** Start of Excerpted passage **

How To Use Charts To Say Anything

Do you want to convince people that your side is right with only the flimsiest proof? Does the idea of tricking people with numbers make you all happy inside? Then come join us as we walk through “How To Use Charts To Say Anything”.

Step 1: Massaging the Data

The first step is to grab the data that makes your point the best. Let’s use it to prove that a Democratic president is good for jobs.

“How can we do such a thing” you ask?

Let’s grab some raw jobs data. We’re going to take this data

and make it look like this:

How did we do that? Was it magic?

Nope, it’s called the first derivative. It works like this. Instead of worrying about how high the line is, we’re only going to worry about how steep the line is. That way, the number will look good even if we keep losing jobs. Instead of charting how many jobs there are, we’re charting how many jobs we’re still losing.

That turns the first chart (which looks bad) into the second chart (which looks good).

Step 2: Pick colors that make you look good

Next, we pick some colors. We could pick the default colors that Excel gives us when we chart two different kinds of numbers. But that’s too neutral. By way of comparison:

As you can see, we’ve taken the default red (for George Bush) and made it darker and richer. This is like drawing a Snidely Whiplash mustache on him so that we know he’s the bad guy. Then, we’ll make the President Obama blue lighter and softer so we know he’s the good guy.

Step 3: Do NOT give any context!

Finally, and this is the most important part, only give information that is helpful. And by helpful, I mean favorable to your side.

It’s OK to mention that President Obama signed the stimulus bill into law in the first quarter of 2009.

It’s not OK to mention that the initial stimulus reports from the first and second quarter were totally blank, which means that they didn’t really start spending the money until July.

Also, you should forget to mention that as of December, we’ve only spent 10% of the stimulus money.

If you give all of this unhelpful information, people might draw the conclusion that the stimulus didn’t really help very much.

And that would be bad.

Remember, we’re not interested in helping people understand the complexities of the economy. We just want them to look at the chart and say, “Bush bad. Obama good.”

<End Script>

I got my numbers for the last part of this from the stimulus reports on recovery.gov. Since I started looking at the data back in late 2009, they’ve changed the way they organize the data. Until a little over a month ago, the reports for 2009, Q1 and 2009, Q2 were blank. Zero data. Nothing. In the 2009 Q3 data they reported giving out about 4% of the stimulus money. By the end of 2009 Q4, they had reported giving out 10% of the simulus money.

** End of Excerpted passage **

### Stated task a
According to the chart tutorial, what share of the stimulus money had been spent as of December?

** Start of Stored records **

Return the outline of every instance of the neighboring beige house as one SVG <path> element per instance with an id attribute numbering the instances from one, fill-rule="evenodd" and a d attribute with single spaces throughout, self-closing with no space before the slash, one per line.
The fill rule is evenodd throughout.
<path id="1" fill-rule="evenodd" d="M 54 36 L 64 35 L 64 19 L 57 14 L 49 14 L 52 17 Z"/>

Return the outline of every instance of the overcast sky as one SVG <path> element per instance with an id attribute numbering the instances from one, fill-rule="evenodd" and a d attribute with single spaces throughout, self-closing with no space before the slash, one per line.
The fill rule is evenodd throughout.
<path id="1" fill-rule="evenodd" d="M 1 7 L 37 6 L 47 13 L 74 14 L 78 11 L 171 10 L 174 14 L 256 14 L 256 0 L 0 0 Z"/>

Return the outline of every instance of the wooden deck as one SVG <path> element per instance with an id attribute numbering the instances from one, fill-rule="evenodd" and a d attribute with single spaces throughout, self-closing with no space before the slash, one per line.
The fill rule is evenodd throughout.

** End of Stored records **

### Stated task b
Select each line of the rows that contains the string "space".

### Correct output a
10%

### Correct output b
Return the outline of every instance of the neighboring beige house as one SVG <path> element per instance with an id attribute numbering the instances from one, fill-rule="evenodd" and a d attribute with single spaces throughout, self-closing with no space before the slash, one per line.
Return the outline of every instance of the overcast sky as one SVG <path> element per instance with an id attribute numbering the instances from one, fill-rule="evenodd" and a d attribute with single spaces throughout, self-closing with no space before the slash, one per line.
Return the outline of every instance of the wooden deck as one SVG <path> element per instance with an id attribute numbering the instances from one, fill-rule="evenodd" and a d attribute with single spaces throughout, self-closing with no space before the slash, one per line.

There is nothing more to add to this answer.